- Goal: Substitute "far-off city skyline" for "distant city skyline" in the records below, and write them out again with everything else left as it is.

Excerpts from point annotation data
+---+
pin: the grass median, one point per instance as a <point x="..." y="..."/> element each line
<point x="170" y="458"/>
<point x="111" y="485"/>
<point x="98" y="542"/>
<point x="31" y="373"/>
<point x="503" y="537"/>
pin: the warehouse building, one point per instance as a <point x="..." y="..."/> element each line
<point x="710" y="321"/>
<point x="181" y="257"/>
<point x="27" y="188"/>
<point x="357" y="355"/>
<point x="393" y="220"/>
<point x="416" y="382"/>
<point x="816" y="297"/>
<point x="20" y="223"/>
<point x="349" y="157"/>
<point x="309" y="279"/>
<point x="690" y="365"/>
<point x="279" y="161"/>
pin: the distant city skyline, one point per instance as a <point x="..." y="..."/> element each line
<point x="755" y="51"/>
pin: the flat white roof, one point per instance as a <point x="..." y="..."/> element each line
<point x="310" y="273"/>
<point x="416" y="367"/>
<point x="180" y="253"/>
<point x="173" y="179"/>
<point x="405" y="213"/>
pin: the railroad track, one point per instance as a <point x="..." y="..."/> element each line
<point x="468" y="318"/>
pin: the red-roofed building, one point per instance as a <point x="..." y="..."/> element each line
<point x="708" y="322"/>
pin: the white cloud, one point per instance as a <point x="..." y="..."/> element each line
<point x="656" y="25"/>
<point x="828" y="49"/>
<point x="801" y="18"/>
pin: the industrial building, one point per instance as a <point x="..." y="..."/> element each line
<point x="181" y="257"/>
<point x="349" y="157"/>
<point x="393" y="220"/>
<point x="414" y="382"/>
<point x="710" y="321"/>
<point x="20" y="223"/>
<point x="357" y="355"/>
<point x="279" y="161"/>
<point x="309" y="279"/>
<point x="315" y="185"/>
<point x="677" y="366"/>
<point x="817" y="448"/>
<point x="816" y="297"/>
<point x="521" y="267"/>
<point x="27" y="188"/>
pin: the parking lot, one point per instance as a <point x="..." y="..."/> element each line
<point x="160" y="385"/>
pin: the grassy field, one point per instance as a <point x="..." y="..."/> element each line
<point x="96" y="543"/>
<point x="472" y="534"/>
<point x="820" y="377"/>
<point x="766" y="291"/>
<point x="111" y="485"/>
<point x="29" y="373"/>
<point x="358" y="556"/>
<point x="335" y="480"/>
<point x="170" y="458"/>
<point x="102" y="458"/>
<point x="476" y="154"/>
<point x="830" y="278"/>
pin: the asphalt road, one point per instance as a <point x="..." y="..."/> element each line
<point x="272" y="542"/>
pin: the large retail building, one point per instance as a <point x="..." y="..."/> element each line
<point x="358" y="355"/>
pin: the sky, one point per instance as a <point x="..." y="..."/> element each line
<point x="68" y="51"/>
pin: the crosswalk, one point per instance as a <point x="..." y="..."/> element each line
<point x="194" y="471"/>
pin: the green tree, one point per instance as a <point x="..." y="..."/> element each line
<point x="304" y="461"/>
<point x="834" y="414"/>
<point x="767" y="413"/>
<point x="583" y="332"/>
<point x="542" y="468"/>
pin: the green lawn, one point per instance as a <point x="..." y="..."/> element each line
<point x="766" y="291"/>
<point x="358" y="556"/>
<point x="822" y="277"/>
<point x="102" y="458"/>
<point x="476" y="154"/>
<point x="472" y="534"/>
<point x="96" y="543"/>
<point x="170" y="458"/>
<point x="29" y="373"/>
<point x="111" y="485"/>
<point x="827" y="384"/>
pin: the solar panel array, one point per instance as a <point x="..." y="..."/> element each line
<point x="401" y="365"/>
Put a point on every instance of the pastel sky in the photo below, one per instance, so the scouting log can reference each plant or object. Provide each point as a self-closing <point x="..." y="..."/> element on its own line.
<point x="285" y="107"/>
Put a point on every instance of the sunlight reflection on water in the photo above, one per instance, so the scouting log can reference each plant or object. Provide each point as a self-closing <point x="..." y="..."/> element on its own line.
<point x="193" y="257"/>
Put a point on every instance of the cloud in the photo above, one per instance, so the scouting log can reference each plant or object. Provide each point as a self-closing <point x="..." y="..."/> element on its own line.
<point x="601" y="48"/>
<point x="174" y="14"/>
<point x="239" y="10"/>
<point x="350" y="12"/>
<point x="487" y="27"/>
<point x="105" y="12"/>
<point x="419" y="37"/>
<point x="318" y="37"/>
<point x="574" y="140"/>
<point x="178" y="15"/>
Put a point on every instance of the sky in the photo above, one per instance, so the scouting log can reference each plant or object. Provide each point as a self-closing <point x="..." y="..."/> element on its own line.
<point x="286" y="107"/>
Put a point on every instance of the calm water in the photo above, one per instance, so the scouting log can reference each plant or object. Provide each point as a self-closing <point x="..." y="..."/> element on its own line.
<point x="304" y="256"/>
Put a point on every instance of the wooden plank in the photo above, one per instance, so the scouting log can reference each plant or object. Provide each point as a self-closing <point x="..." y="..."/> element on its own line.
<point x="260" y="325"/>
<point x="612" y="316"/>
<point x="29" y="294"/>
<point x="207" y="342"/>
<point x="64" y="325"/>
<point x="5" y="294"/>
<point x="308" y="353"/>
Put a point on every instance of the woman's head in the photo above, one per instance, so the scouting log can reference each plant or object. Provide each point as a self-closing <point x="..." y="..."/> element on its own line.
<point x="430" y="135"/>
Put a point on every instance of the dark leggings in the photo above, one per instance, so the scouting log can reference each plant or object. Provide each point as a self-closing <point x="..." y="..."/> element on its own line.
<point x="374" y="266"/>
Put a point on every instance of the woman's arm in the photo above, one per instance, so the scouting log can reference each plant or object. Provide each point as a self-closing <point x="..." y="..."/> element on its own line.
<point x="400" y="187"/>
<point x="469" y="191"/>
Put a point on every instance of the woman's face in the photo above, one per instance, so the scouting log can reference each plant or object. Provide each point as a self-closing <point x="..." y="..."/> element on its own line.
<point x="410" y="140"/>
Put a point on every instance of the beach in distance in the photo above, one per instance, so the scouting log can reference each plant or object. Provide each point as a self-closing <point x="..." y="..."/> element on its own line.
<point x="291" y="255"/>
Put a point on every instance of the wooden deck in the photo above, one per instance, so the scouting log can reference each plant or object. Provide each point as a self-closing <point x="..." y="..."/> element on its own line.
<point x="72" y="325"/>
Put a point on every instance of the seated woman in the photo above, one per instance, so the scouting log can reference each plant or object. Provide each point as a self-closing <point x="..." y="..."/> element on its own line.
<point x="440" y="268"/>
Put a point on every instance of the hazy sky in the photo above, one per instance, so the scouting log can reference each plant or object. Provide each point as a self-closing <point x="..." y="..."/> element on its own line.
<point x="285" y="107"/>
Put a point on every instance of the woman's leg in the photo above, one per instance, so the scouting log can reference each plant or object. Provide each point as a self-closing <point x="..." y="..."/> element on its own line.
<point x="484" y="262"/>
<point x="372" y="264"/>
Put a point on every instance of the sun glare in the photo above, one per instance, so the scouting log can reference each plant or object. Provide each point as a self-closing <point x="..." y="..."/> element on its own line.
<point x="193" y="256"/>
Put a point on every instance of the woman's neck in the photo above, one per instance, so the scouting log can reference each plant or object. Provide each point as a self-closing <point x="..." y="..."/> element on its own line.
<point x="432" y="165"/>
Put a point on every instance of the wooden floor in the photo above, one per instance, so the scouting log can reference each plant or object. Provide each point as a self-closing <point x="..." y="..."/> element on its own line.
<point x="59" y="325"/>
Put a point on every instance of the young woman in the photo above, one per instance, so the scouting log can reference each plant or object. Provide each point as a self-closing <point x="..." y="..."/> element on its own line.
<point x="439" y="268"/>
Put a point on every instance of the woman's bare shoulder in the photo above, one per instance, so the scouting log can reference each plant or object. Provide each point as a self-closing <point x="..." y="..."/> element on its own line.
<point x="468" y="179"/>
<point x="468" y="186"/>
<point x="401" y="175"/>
+---+
- Exercise answer:
pin: the grass median, one point per instance as a <point x="..." y="..."/> element each line
<point x="170" y="458"/>
<point x="111" y="485"/>
<point x="98" y="542"/>
<point x="31" y="373"/>
<point x="503" y="537"/>
pin: the warehouse building, one point per instance as a <point x="..." y="..."/> element each line
<point x="710" y="321"/>
<point x="181" y="257"/>
<point x="27" y="188"/>
<point x="357" y="355"/>
<point x="393" y="220"/>
<point x="416" y="382"/>
<point x="816" y="297"/>
<point x="20" y="223"/>
<point x="349" y="157"/>
<point x="309" y="279"/>
<point x="690" y="365"/>
<point x="279" y="161"/>
pin: the far-off city skyline, one point per instance as a <point x="..." y="..."/> element each line
<point x="755" y="51"/>
pin: the flat white roof, one point per instance as a <point x="..." y="..."/> element each line
<point x="310" y="273"/>
<point x="416" y="367"/>
<point x="180" y="253"/>
<point x="173" y="179"/>
<point x="405" y="213"/>
pin: the railroad track, one point per instance as a <point x="..." y="..."/> element each line
<point x="468" y="318"/>
pin: the red-roofed building, one point per instance as a <point x="..." y="..."/> element each line
<point x="708" y="322"/>
pin: the white cloud, one point per instance as a <point x="..." y="..."/> element each line
<point x="656" y="25"/>
<point x="828" y="49"/>
<point x="801" y="18"/>
pin: the industrial building, one point per instance as a <point x="..." y="..."/> element each line
<point x="181" y="257"/>
<point x="349" y="157"/>
<point x="393" y="220"/>
<point x="414" y="382"/>
<point x="710" y="321"/>
<point x="20" y="223"/>
<point x="357" y="355"/>
<point x="279" y="161"/>
<point x="309" y="279"/>
<point x="315" y="185"/>
<point x="677" y="366"/>
<point x="817" y="448"/>
<point x="816" y="297"/>
<point x="521" y="267"/>
<point x="27" y="188"/>
pin: the parking lot, one point per instance as a <point x="..." y="..."/> element each line
<point x="160" y="385"/>
pin: the grassy field, one point per instance as a <point x="..." y="..."/> element each line
<point x="96" y="543"/>
<point x="472" y="534"/>
<point x="820" y="377"/>
<point x="766" y="291"/>
<point x="111" y="485"/>
<point x="29" y="373"/>
<point x="358" y="556"/>
<point x="335" y="480"/>
<point x="170" y="458"/>
<point x="102" y="458"/>
<point x="476" y="154"/>
<point x="830" y="278"/>
pin: the asphalt road, one point per instance as a <point x="..." y="..."/> element each line
<point x="272" y="542"/>
pin: the large retail building, one point per instance as a <point x="..." y="..."/> element each line
<point x="358" y="355"/>
pin: the sky, one point per instance as a <point x="..." y="..."/> element each line
<point x="68" y="51"/>
pin: the crosswalk, one point per instance as a <point x="..." y="..."/> element each line
<point x="194" y="471"/>
pin: the green tree, one point per instance as a <point x="..." y="..."/> element each line
<point x="304" y="461"/>
<point x="834" y="414"/>
<point x="767" y="413"/>
<point x="583" y="332"/>
<point x="542" y="468"/>
pin: the green lawn, one point per instance as a <point x="..." y="..."/> element each line
<point x="766" y="291"/>
<point x="358" y="556"/>
<point x="822" y="277"/>
<point x="102" y="458"/>
<point x="476" y="154"/>
<point x="472" y="534"/>
<point x="96" y="543"/>
<point x="170" y="458"/>
<point x="29" y="373"/>
<point x="111" y="485"/>
<point x="827" y="384"/>
pin: the solar panel array, one point per instance as a <point x="..." y="..."/> element each line
<point x="401" y="365"/>
Put a point on every instance of the pastel sky in the photo below, one per instance, so the scouting log can reference each plant or object. Provide each point as a self-closing <point x="..." y="..."/> element on its own line.
<point x="285" y="107"/>
Put a point on every instance of the sunlight reflection on water in the photo above, one per instance, so the scouting log can reference each plant or object. Provide each point as a self-closing <point x="..." y="..."/> element on its own line.
<point x="193" y="257"/>
Put a point on every instance of the cloud in the photo above, one per instance, so the scouting log can reference each plant or object. Provide each point as a self-closing <point x="..." y="..."/> element on its own line.
<point x="601" y="48"/>
<point x="174" y="14"/>
<point x="239" y="10"/>
<point x="350" y="12"/>
<point x="487" y="27"/>
<point x="105" y="12"/>
<point x="419" y="37"/>
<point x="318" y="37"/>
<point x="574" y="140"/>
<point x="178" y="15"/>
Put a point on every instance of the sky in the photo above, one per instance, so the scouting log can reference each plant or object. Provide each point as a self-closing <point x="..." y="..."/> element on its own line.
<point x="286" y="107"/>
Put a point on every instance of the calm water in the photo above, one per instance, so the scouting log can reference each plant or object. Provide each point as a self-closing <point x="..." y="..."/> element on its own line.
<point x="304" y="256"/>
Put a point on every instance of the wooden plank in the photo above, one per instance, so the scouting log can reference each plant or object. Provide each point as a self-closing <point x="..." y="..."/> element on its own line.
<point x="260" y="325"/>
<point x="612" y="316"/>
<point x="29" y="294"/>
<point x="207" y="342"/>
<point x="64" y="325"/>
<point x="5" y="294"/>
<point x="308" y="353"/>
Put a point on every instance of the woman's head in the photo above, one per instance, so the scouting log can reference each plant or object. Provide each point as a self-closing <point x="..." y="..."/> element on its own line.
<point x="430" y="135"/>
Put a point on every instance of the dark leggings in the photo above, one per instance, so the scouting log can reference each plant or object. Provide each point as a self-closing <point x="..." y="..."/> element on its own line.
<point x="374" y="266"/>
Put a point on every instance of the woman's arm in the photo above, one per instance, so the scouting log can reference each plant or object. Provide each point as a self-closing <point x="..." y="..."/> element on its own line.
<point x="400" y="187"/>
<point x="469" y="191"/>
Put a point on every instance of the woman's face in the photo above, one per instance, so the scouting log can reference each plant or object. Provide each point as a self-closing <point x="..." y="..."/> element on its own line.
<point x="410" y="140"/>
Put a point on every instance of the beach in distance in the photo above, one per instance, so the scouting log can reference each plant or object. Provide each point as a self-closing <point x="..." y="..."/> element on its own line.
<point x="291" y="255"/>
Put a point on every instance of the wooden deck in the photo above, one per instance, so the scouting log can reference each plant or object. Provide each point as a self-closing <point x="..." y="..."/> element on its own line.
<point x="72" y="325"/>
Put a point on every instance of the seated woman in the photo above, one per instance, so the scouting log can reference each plant or object. Provide each point as a self-closing <point x="..." y="..."/> element on its own line.
<point x="440" y="268"/>
Put a point on every instance of the hazy sky in the photo above, one per instance, so the scouting log can reference each plant or object. Provide each point as a self-closing <point x="..." y="..."/> element on its own line.
<point x="285" y="107"/>
Put a point on every instance of the woman's leg in the photo above, one per instance, so the scouting log can reference each plant or object. Provide each point as a self-closing <point x="..." y="..."/> element on its own line.
<point x="484" y="262"/>
<point x="372" y="264"/>
Put a point on every instance of the sun glare in the photo above, one per instance, so the scouting log can reference each plant or object. Provide each point as a self-closing <point x="..." y="..."/> element on its own line.
<point x="193" y="256"/>
Put a point on every instance of the woman's neck in the photo above, one per instance, so the scouting log can reference each plant or object. Provide each point as a self-closing <point x="..." y="..."/> element on its own line.
<point x="432" y="165"/>
Put a point on every instance of the wooden floor in the photo above, one per instance, so the scouting log can reference each plant or object. Provide each point as a self-closing <point x="..." y="..."/> element on its own line.
<point x="59" y="325"/>
Put a point on every instance of the young woman in the photo above, one per instance, so the scouting log can reference each plant or object. Provide each point as a self-closing <point x="..." y="..."/> element on its own line.
<point x="439" y="268"/>
Put a point on every instance of the woman's bare shoulder in the photo above, one per instance, so the scouting log can reference each plant or object. Provide each point as a self-closing <point x="..." y="..."/> element on its own line.
<point x="468" y="179"/>
<point x="468" y="186"/>
<point x="401" y="175"/>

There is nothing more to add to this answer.